— START OF RECORDS TO PROCESS —
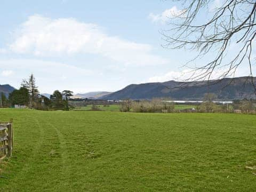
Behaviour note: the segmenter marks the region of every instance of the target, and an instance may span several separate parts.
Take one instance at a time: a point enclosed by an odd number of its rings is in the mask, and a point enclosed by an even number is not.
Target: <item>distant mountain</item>
[[[91,99],[97,99],[100,97],[105,96],[112,92],[107,91],[95,91],[91,92],[86,93],[78,93],[74,95],[73,98],[88,98]]]
[[[14,87],[9,84],[0,85],[0,93],[4,93],[6,97],[15,90]]]
[[[256,83],[256,77],[253,77]],[[105,100],[151,99],[170,98],[174,100],[202,100],[207,92],[215,93],[219,100],[256,98],[251,77],[241,77],[194,82],[171,81],[163,83],[131,84],[124,89],[100,97]]]
[[[49,98],[49,99],[50,99],[50,97],[51,96],[51,94],[49,94],[49,93],[42,93],[42,94],[40,94],[41,95],[46,97],[47,97],[47,98]]]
— END OF RECORDS TO PROCESS —
GOAL ::
Express the records above as a two-column CSV with one row per request: put the request text under "instruction" and its answer under "outline", each as one quoted field with line breaks turned into spaces. Leave the pictures out.

FINAL RESULT ::
instruction,outline
"Behaviour note: the segmenter marks the region of every instance of the target, and an instance may span several separate parts. Take one instance at a time: a point enclosed by an odd number of its rings is in the mask, and a point enclosed by an even number is not. Target: <item>distant mountain</item>","[[[91,99],[97,99],[100,97],[105,96],[112,92],[107,91],[95,91],[91,92],[86,93],[78,93],[74,95],[73,98],[88,98]]] [[[14,87],[9,84],[0,85],[0,93],[4,93],[6,97],[15,90]]] [[[256,83],[256,77],[253,77]],[[105,100],[151,99],[170,98],[174,100],[202,100],[207,92],[215,93],[219,100],[256,98],[251,77],[241,77],[194,82],[171,81],[163,83],[131,84],[124,89],[100,97]]] [[[49,98],[49,99],[50,99],[50,97],[51,96],[51,94],[49,94],[49,93],[42,93],[42,94],[40,94],[41,95],[46,97],[47,97],[47,98]]]"